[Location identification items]

— Start —

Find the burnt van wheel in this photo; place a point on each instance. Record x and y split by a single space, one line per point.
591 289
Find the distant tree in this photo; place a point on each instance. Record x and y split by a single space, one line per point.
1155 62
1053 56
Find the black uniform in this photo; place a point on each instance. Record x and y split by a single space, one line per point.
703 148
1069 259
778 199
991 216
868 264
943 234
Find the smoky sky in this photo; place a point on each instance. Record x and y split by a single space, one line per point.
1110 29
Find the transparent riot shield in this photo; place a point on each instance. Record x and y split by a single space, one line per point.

— End —

**Instructions to follow**
Copy out every line of the data above, requests included, and increase each x and y coordinate in the answers by 89.

**Solution to this problem**
Find the burnt van wheel in this photo; place a point on each instance. Record x and y split by a single space, one line per point.
680 378
Find the distant tree in this photo; place a point on each instance. Record x and y split by a single space, one line per point.
1244 151
1142 145
Find the black uniform in this photo; place a point on each instance. Record x and y split by a single space, one line per point.
792 237
1158 348
867 288
1080 305
957 353
1032 323
Find the smoky sky in this photo; place a point on each instance. Record x and y split by a single space, one line per point.
1199 118
Find the transparent riot shield in this photo; place a point on each instance. Record x and y split by a single space, one line per point.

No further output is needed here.